## Document passage
------------------------------

The damning conclusions are certain to cause embarrassment for John Birt, the Director-General, who is a founder member of John Major's Opportunity 2000 initiative which promotes equal opportunities for women.

The survey, leaked to the staff union Bectu, shows that women are on average 25 per cent worse off than men. In 1991, the average pay of a female employee was pounds 15,500, compared to pounds 20,500 for men.

Despite the BBC's efforts to promote women, the corporate human resources planning department has uncovered persistent discrimination. It confirms that men dominate the higher echelons, but found that even where women were in comparable positions they earned 6.3 per cent less.

Even in the lower secretarial and clerical ranks where women dominate, the findings are the same - with men in similar positions earning 6.7 per cent more.

Mr Birt plays a pivotal role in Opportunity 2000 and is a member of the committee that sets targets for the 220 organisations in the scheme.

------------------------------

## Dataset excerpt
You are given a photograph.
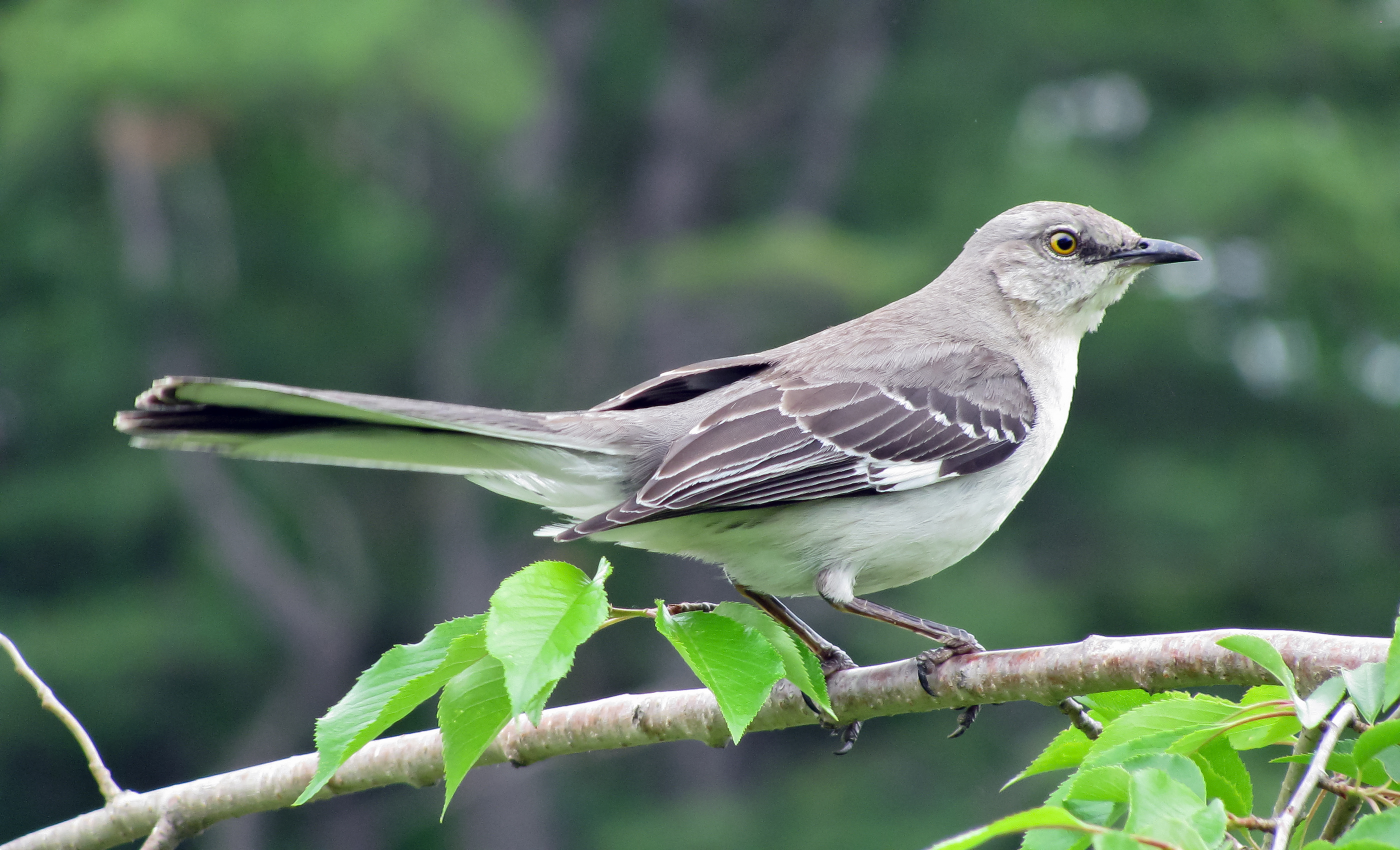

------------------------------

## Required work
1. Transcribe the BBC pay passage, beginning at the words "Despite the BBC's" and stopping after "in the scheme.".
2. In the BBC pay passage, what was the average pay of a female employee in 1991?

## Solutions to the tasks
1.
Despite the BBC's efforts to promote women, the corporate human resources planning department has uncovered persistent discrimination. It confirms that men dominate the higher echelons, but found that even where women were in comparable positions they earned 6.3 per cent less.

Even in the lower secretarial and clerical ranks where women dominate, the findings are the same - with men in similar positions earning 6.7 per cent more.

Mr Birt plays a pivotal role in Opportunity 2000 and is a member of the committee that sets targets for the 220 organisations in the scheme.

2. Pounds 15,500.